__Task to complete__: Report back every line in the data that includes the string "below".

Image point grounding data:
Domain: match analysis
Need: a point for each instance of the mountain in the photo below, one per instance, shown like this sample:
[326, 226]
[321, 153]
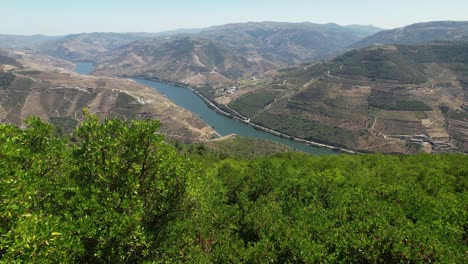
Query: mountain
[420, 33]
[32, 84]
[19, 42]
[287, 43]
[184, 59]
[371, 99]
[87, 46]
[224, 54]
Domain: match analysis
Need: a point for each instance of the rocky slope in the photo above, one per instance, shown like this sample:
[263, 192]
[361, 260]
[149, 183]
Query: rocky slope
[33, 84]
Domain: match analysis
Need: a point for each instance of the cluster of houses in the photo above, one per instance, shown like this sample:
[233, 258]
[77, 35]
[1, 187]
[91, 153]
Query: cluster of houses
[436, 144]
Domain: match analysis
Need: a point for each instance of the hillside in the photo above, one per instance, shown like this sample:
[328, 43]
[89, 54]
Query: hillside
[288, 43]
[224, 54]
[420, 33]
[37, 85]
[19, 41]
[86, 46]
[373, 99]
[182, 59]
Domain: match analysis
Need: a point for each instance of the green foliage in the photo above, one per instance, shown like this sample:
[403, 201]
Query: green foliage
[114, 192]
[249, 104]
[105, 199]
[294, 208]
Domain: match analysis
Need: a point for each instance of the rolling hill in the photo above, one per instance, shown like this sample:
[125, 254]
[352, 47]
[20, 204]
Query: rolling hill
[184, 59]
[32, 84]
[87, 46]
[19, 41]
[372, 99]
[224, 54]
[420, 33]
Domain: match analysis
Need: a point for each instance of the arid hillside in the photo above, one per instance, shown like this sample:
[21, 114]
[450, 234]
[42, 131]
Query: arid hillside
[36, 85]
[400, 99]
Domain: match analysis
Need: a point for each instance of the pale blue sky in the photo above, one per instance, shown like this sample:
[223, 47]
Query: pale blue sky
[56, 17]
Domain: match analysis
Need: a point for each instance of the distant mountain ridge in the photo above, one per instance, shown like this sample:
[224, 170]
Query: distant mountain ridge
[420, 33]
[32, 84]
[370, 99]
[227, 53]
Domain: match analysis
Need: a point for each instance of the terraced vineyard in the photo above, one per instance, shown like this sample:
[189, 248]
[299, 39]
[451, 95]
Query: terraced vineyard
[372, 99]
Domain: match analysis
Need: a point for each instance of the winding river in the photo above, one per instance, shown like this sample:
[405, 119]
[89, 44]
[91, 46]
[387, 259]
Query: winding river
[185, 98]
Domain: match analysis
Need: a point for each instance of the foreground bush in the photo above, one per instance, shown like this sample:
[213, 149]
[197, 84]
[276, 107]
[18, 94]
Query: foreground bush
[114, 192]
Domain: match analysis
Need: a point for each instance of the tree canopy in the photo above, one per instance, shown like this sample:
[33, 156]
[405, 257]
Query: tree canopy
[115, 192]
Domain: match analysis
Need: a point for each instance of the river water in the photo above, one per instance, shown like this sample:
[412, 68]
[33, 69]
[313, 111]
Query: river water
[223, 125]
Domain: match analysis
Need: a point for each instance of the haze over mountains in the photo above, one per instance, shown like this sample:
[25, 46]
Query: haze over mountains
[303, 79]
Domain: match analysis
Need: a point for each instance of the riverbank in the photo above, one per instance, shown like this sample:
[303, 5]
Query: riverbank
[247, 121]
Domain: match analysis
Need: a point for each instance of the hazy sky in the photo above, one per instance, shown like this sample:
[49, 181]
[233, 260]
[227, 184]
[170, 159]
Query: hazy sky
[57, 17]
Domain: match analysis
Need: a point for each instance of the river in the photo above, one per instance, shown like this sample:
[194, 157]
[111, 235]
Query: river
[185, 98]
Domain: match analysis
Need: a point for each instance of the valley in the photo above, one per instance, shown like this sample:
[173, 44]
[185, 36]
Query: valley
[38, 85]
[355, 88]
[234, 132]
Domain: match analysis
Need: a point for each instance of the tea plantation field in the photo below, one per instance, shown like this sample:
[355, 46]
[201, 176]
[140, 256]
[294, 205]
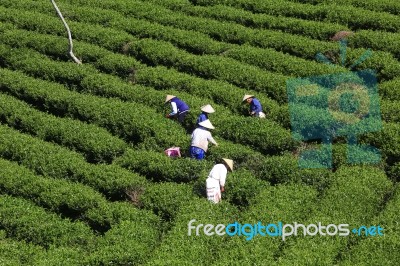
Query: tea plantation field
[83, 175]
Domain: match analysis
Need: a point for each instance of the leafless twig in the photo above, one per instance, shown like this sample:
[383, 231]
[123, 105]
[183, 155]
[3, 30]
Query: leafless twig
[71, 53]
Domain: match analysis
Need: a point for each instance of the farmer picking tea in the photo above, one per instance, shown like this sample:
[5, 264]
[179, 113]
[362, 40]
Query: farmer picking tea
[179, 108]
[205, 111]
[255, 106]
[215, 182]
[200, 138]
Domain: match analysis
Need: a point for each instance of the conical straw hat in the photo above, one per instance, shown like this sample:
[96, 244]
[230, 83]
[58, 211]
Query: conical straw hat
[246, 97]
[229, 162]
[206, 124]
[207, 109]
[169, 97]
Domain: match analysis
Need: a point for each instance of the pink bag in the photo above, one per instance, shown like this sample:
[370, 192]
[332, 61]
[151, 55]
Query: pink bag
[173, 152]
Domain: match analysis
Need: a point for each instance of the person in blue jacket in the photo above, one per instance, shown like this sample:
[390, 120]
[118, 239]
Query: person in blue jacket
[205, 110]
[255, 106]
[179, 108]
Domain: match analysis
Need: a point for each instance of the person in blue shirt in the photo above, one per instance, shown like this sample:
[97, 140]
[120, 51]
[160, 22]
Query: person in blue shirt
[205, 110]
[179, 108]
[255, 106]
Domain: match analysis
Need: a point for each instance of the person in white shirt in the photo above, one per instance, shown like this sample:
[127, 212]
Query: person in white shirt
[215, 182]
[200, 138]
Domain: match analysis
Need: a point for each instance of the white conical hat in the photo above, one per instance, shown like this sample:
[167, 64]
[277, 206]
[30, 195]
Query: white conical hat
[207, 109]
[169, 97]
[206, 124]
[229, 162]
[246, 97]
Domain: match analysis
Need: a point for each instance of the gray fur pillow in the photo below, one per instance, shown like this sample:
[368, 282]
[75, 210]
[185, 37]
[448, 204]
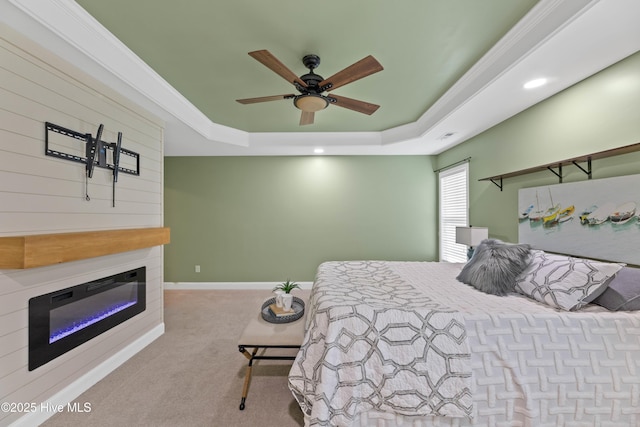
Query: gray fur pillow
[495, 265]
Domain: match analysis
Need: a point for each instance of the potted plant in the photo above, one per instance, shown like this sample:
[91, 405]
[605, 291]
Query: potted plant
[287, 286]
[283, 292]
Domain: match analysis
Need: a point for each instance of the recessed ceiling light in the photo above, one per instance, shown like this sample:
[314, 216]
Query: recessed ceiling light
[535, 83]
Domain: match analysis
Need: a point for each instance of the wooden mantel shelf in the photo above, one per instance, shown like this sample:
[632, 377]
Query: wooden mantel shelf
[38, 250]
[497, 179]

__Answer space__:
Need: a point for each instance of the mountain in the photo below, one per instance, shown like this sample:
Need: a point for each instance of the tea plantation field in the photo below, one per instance, shown like this sample:
Need: a point for each instance of the gray fur pillow in the photo below, one per instance, shown like this sample:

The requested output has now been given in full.